Given exercise |
Write out the records again word for word, from their first line through the line that contains "[(181, 67)]", with both ends included.

[Begin Dataset content]

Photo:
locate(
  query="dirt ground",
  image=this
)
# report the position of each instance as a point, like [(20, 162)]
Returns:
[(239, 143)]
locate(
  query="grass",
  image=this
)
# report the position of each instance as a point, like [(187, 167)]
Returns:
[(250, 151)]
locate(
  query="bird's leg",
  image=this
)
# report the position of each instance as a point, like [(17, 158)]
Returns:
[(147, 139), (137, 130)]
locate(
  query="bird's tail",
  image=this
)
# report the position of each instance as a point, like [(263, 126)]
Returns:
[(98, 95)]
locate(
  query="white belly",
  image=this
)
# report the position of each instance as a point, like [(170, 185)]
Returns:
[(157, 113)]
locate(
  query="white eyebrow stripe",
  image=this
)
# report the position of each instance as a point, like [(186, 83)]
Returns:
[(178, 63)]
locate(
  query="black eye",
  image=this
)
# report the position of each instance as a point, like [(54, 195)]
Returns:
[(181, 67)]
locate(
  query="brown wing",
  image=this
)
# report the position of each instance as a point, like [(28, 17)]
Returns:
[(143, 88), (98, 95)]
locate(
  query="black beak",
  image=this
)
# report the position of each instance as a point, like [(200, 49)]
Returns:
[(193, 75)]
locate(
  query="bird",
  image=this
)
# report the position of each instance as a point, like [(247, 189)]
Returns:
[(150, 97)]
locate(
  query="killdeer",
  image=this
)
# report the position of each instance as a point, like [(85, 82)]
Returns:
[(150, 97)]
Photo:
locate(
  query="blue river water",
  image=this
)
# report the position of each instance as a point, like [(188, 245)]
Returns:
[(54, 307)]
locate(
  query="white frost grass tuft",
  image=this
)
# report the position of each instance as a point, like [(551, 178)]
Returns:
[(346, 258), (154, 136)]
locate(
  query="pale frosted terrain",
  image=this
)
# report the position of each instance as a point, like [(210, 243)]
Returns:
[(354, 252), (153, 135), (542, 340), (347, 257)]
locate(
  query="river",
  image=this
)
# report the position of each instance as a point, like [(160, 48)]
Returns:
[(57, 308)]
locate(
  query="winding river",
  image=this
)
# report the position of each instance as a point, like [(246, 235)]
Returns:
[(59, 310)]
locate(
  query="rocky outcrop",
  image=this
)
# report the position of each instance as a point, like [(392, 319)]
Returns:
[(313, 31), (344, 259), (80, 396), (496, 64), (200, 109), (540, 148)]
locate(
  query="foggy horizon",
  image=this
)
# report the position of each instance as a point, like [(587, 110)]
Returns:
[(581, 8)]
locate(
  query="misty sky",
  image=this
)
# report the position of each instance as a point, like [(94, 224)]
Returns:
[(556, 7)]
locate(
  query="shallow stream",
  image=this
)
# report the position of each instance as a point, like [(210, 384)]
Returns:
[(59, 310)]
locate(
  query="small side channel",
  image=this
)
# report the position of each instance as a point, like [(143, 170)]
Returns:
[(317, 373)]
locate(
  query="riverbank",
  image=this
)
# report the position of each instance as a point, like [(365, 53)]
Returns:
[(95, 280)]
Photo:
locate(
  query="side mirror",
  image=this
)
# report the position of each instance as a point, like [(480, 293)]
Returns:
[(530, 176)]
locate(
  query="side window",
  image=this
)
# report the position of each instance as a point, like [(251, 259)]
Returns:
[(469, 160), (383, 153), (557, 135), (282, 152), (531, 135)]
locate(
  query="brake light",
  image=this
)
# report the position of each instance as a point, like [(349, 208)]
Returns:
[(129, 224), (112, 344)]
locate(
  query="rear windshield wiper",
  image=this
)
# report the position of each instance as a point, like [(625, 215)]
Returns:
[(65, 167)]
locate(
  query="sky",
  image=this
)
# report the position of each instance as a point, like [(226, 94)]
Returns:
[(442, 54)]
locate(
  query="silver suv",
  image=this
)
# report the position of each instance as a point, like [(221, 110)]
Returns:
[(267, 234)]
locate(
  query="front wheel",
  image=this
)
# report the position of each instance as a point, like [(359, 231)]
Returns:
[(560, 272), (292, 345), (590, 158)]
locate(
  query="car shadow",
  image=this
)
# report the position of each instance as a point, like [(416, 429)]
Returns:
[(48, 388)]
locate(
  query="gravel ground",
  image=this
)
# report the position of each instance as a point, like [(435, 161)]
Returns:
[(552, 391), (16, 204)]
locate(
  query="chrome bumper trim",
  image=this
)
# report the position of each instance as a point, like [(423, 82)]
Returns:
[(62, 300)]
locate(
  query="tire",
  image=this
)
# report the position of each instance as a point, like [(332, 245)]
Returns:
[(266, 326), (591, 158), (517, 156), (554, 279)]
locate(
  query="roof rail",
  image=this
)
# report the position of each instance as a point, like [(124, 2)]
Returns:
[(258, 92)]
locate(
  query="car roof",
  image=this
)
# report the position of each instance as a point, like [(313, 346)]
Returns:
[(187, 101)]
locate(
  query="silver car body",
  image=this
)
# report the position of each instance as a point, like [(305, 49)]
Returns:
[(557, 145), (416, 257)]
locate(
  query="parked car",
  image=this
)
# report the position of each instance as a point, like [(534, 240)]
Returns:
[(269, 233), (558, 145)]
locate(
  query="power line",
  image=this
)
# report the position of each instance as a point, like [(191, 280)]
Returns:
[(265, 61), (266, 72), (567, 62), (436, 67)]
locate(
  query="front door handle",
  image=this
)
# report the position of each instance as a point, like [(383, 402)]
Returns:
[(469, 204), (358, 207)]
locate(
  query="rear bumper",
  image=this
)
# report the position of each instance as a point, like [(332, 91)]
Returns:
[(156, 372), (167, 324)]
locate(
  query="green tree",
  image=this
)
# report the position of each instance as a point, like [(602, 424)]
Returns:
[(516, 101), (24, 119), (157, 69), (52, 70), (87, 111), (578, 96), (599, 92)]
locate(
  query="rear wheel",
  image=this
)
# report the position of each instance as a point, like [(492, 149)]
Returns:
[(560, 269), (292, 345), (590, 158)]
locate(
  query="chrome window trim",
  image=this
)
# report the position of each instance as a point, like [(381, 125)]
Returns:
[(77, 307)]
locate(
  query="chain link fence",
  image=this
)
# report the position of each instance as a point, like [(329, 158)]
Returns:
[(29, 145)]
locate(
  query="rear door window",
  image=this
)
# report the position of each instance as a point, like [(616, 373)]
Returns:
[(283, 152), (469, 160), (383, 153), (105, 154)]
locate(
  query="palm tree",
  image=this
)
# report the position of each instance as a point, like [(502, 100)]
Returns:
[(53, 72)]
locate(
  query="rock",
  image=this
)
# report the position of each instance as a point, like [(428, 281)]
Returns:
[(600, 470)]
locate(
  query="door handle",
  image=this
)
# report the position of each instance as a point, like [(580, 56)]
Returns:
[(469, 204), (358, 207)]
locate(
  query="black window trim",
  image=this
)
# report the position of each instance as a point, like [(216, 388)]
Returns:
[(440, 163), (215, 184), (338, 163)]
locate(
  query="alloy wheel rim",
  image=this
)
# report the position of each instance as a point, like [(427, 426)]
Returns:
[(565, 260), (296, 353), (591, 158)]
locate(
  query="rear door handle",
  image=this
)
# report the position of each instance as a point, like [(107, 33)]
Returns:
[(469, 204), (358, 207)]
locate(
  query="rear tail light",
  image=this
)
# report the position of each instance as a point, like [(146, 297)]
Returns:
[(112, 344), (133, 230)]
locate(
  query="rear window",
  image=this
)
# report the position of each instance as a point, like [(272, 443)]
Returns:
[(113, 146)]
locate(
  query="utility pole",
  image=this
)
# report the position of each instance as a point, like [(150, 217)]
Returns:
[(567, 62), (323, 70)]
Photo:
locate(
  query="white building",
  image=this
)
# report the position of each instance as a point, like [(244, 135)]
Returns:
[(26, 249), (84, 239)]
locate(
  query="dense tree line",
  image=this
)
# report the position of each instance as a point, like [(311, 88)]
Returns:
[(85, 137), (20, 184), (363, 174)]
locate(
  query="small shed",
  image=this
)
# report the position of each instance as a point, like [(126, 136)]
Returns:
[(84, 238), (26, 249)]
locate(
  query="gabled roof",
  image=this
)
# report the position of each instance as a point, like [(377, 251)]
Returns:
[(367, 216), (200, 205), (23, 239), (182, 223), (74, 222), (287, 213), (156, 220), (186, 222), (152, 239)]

[End Dataset content]

Problem solution |
Photo:
locate(
  query="dirt ground",
  image=this
)
# report the position of each instance as a point, like [(20, 162)]
Returns:
[(239, 143)]
locate(
  query="grass",
  image=this
)
# report the position of each instance as a point, like [(187, 167)]
Returns:
[(250, 151)]
locate(
  query="bird's leg",
  image=this
)
# report the position of each instance as a point, like [(17, 158)]
Returns:
[(147, 139), (137, 130)]
locate(
  query="bird's tail",
  image=this
)
# report the position of each instance as a point, like [(263, 126)]
Returns:
[(98, 95)]
locate(
  query="white belly",
  image=this
)
# report the position of each instance as a point, like [(170, 185)]
Returns:
[(157, 113)]
locate(
  query="white eyebrow stripe",
  image=this
)
# report the position of each instance as a point, like [(186, 83)]
Returns:
[(178, 63)]
locate(
  query="black eye",
  image=this
)
# report the position of each instance as a point, like [(54, 195)]
Returns:
[(181, 67)]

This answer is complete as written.